→ **REQUIRED TASK**:
Echo every line of the listing below, leaving out the pictures.

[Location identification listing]
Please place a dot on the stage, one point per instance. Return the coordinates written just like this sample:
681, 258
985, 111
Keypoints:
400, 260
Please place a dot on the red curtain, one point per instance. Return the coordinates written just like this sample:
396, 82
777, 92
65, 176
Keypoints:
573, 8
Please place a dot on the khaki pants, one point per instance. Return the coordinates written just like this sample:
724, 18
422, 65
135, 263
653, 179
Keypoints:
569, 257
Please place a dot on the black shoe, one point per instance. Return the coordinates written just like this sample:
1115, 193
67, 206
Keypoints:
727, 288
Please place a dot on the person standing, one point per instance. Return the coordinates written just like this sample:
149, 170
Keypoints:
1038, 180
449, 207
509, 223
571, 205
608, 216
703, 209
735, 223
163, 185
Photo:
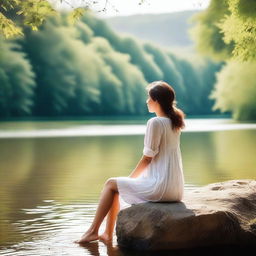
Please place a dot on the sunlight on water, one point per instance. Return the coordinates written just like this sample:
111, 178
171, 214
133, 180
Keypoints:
52, 173
81, 129
51, 228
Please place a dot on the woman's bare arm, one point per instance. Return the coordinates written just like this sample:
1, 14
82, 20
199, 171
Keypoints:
142, 164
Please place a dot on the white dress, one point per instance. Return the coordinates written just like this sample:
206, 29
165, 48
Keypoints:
163, 179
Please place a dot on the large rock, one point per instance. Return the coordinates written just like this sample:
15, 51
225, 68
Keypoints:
217, 214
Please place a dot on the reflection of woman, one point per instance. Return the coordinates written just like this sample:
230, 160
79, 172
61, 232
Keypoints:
159, 174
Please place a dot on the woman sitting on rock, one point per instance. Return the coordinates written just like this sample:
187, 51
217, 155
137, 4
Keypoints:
158, 175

→ **RIGHT ANSWER**:
Please place a dot on the stage, one point per instance. Return the coordinates written just like this sample:
681, 258
985, 111
Keypoints:
400, 260
Please place a dot on the red curtain, one point per instance. Return the coordinates written just like this sample:
396, 82
777, 92
65, 176
Keypoints:
573, 8
Please place a dot on the khaki pants, one point per instance. Return the coordinates written just like this sample:
724, 18
422, 65
135, 263
653, 179
Keypoints:
569, 257
Please place a dot on the black shoe, one point per instance. Return the coordinates written just like this sample:
1115, 193
67, 206
Keypoints:
727, 288
Please place a dot on the person standing, one point per instance. Return the coordinates written just like this sample:
149, 170
Keypoints:
1038, 180
449, 207
509, 223
571, 205
608, 216
703, 209
735, 223
163, 185
Photo:
Please place a dot on the sunlight on water, one point per instance. Return the coordinates written just like this sample:
111, 178
171, 214
133, 180
Keypoints:
52, 173
81, 129
51, 228
Please place a dot on the woman's bare arm, one point per instance. Return the coordinates written just like this sample:
1, 14
82, 20
199, 171
Keypoints:
142, 164
Please place a dot on the white dress, one point per instance. Return the coordinates written just like this sample:
206, 29
165, 48
Keypoints:
163, 179
Please place a dot on the large rock, one point per instance. Return the coordinates written just like this sample:
15, 51
225, 68
Keypoints:
217, 214
Please place a dot on the reflection of woman, one point per instance. Return the coordinates written just like this sample:
230, 160
79, 172
61, 232
Keypoints:
159, 174
Please place a dot on the woman sitting on rock, one point per instance. Return the coordinates written just like this sample:
187, 51
217, 155
137, 4
Keypoints:
158, 175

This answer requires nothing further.